▶ [EXERCISE REQUIREMENTS]:
Return, unchanged, every line of the data below that contains the word "face".

▶ [LISTED RECORDS]:
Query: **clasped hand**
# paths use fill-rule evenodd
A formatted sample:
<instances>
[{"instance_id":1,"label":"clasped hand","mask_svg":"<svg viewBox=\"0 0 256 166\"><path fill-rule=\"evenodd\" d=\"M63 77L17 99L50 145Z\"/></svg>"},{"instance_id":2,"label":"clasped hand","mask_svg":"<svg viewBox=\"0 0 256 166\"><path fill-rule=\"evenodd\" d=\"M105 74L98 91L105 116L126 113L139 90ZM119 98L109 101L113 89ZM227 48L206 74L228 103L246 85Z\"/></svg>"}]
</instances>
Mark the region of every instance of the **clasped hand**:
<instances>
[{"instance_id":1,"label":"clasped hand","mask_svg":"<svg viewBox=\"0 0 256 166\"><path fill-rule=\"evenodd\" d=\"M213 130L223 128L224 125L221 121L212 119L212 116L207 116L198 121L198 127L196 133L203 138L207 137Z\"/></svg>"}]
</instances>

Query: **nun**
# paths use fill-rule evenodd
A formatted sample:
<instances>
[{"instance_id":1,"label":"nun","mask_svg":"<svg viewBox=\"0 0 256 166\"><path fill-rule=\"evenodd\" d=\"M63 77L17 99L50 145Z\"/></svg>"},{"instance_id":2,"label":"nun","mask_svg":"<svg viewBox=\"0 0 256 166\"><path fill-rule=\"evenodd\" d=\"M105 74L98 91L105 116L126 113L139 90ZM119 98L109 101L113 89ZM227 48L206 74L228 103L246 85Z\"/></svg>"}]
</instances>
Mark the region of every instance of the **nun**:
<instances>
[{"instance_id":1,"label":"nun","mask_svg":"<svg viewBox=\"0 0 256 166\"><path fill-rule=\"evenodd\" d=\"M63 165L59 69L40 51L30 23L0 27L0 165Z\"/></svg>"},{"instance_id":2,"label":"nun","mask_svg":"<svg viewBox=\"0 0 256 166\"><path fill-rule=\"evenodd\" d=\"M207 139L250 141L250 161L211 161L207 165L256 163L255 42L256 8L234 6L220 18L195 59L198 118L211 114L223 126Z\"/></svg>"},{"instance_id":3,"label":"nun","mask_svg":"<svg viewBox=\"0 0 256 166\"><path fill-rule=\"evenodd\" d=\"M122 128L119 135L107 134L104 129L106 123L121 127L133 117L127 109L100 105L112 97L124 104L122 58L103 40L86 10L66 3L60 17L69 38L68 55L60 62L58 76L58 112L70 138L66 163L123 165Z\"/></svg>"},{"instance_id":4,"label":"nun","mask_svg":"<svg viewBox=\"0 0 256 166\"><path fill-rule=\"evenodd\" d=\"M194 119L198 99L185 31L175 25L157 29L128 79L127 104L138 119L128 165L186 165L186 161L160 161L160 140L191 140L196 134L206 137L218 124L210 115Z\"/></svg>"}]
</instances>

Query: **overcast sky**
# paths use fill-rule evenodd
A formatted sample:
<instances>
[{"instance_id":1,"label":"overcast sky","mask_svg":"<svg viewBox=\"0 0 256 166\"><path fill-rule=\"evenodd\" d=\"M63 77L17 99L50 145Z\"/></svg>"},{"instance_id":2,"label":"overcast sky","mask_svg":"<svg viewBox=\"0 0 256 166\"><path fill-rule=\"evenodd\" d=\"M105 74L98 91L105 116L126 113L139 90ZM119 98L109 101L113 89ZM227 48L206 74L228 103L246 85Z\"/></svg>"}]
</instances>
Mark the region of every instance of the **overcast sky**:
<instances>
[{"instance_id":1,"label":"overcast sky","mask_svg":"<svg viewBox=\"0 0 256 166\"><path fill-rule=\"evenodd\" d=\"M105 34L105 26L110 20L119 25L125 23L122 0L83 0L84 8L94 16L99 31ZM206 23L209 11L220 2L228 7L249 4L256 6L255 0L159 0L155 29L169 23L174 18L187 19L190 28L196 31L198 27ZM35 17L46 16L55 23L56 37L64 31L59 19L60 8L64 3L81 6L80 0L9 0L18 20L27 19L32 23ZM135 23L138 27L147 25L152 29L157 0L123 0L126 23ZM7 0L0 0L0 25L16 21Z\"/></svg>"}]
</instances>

* * *

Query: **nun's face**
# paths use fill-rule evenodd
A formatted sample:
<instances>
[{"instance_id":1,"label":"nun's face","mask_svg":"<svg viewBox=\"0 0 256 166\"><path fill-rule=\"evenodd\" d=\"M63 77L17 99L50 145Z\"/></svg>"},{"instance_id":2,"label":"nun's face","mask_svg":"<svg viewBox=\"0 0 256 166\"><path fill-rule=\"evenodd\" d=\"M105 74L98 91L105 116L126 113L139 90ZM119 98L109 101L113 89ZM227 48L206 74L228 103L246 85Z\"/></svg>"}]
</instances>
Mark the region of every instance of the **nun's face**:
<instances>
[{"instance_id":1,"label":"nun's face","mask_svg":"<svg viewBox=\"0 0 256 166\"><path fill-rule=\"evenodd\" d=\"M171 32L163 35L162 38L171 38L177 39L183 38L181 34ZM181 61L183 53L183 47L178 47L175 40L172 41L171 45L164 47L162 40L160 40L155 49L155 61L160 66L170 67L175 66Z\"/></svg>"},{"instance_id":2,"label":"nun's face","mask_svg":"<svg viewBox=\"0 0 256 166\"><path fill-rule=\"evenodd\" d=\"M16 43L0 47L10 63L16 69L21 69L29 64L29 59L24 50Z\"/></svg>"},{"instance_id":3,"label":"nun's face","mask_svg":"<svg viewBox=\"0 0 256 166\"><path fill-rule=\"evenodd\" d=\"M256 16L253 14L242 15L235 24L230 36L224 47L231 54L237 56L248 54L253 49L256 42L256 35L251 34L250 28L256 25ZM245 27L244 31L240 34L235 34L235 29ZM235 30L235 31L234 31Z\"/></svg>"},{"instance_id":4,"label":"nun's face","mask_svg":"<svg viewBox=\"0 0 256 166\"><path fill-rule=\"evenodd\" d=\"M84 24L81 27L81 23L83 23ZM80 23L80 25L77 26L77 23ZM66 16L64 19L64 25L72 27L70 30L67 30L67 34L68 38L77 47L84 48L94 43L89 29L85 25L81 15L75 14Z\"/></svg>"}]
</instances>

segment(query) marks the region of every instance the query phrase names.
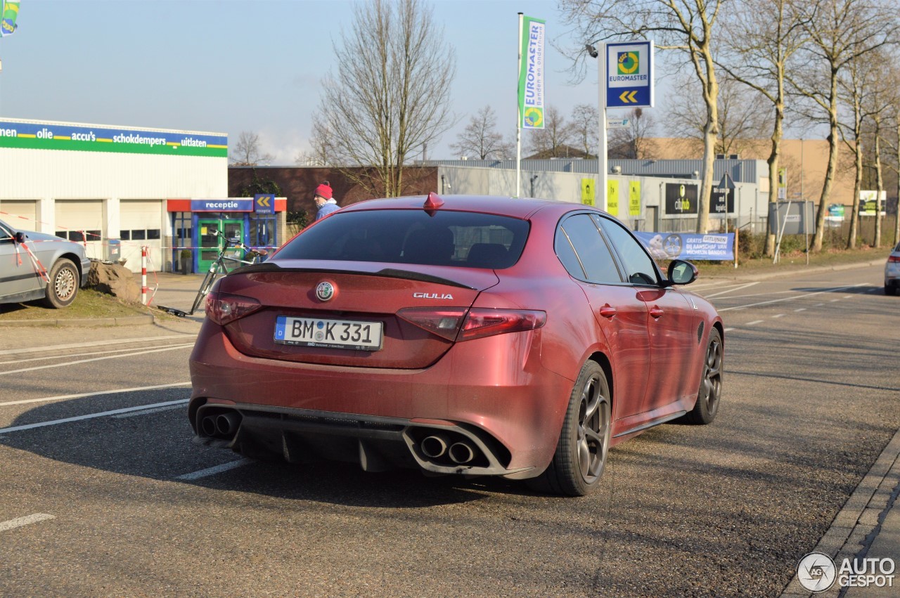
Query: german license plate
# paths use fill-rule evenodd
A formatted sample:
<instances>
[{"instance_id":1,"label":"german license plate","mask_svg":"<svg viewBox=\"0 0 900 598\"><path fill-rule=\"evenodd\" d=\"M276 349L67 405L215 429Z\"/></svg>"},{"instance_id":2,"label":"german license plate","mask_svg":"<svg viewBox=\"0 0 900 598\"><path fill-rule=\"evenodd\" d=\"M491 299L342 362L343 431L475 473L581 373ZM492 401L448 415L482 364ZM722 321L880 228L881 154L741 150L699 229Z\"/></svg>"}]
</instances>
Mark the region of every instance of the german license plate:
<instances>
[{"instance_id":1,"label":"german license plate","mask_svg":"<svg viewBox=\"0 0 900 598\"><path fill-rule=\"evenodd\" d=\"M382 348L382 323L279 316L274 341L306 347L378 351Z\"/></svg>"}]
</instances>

▶ [EXERCISE SOLUTION]:
Query: **nun's face**
[{"instance_id":1,"label":"nun's face","mask_svg":"<svg viewBox=\"0 0 256 166\"><path fill-rule=\"evenodd\" d=\"M63 77L17 99L50 145Z\"/></svg>"},{"instance_id":2,"label":"nun's face","mask_svg":"<svg viewBox=\"0 0 256 166\"><path fill-rule=\"evenodd\" d=\"M105 74L98 91L105 116L126 113L139 90ZM119 98L109 101L113 89ZM227 48L206 74L228 103L246 85Z\"/></svg>"}]
Mark the region of every instance of the **nun's face**:
[{"instance_id":1,"label":"nun's face","mask_svg":"<svg viewBox=\"0 0 256 166\"><path fill-rule=\"evenodd\" d=\"M171 32L163 35L162 38L171 38L177 39L183 38L181 34ZM181 61L183 53L183 47L178 47L175 40L172 41L171 45L164 47L162 40L160 40L155 49L155 61L160 66L170 67L175 66Z\"/></svg>"},{"instance_id":2,"label":"nun's face","mask_svg":"<svg viewBox=\"0 0 256 166\"><path fill-rule=\"evenodd\" d=\"M16 43L0 47L10 63L16 69L21 69L29 64L29 59L24 50Z\"/></svg>"},{"instance_id":3,"label":"nun's face","mask_svg":"<svg viewBox=\"0 0 256 166\"><path fill-rule=\"evenodd\" d=\"M256 16L253 14L242 15L235 24L230 36L224 47L231 54L237 56L248 54L253 49L256 42L256 35L251 34L250 28L256 25ZM245 27L244 31L240 34L235 34L235 29ZM235 30L235 31L234 31Z\"/></svg>"},{"instance_id":4,"label":"nun's face","mask_svg":"<svg viewBox=\"0 0 256 166\"><path fill-rule=\"evenodd\" d=\"M84 24L81 27L81 23L83 23ZM80 23L80 25L77 26L77 23ZM66 16L64 19L64 25L72 27L70 30L67 30L67 34L68 38L77 47L84 48L94 43L89 29L85 25L81 15L75 14Z\"/></svg>"}]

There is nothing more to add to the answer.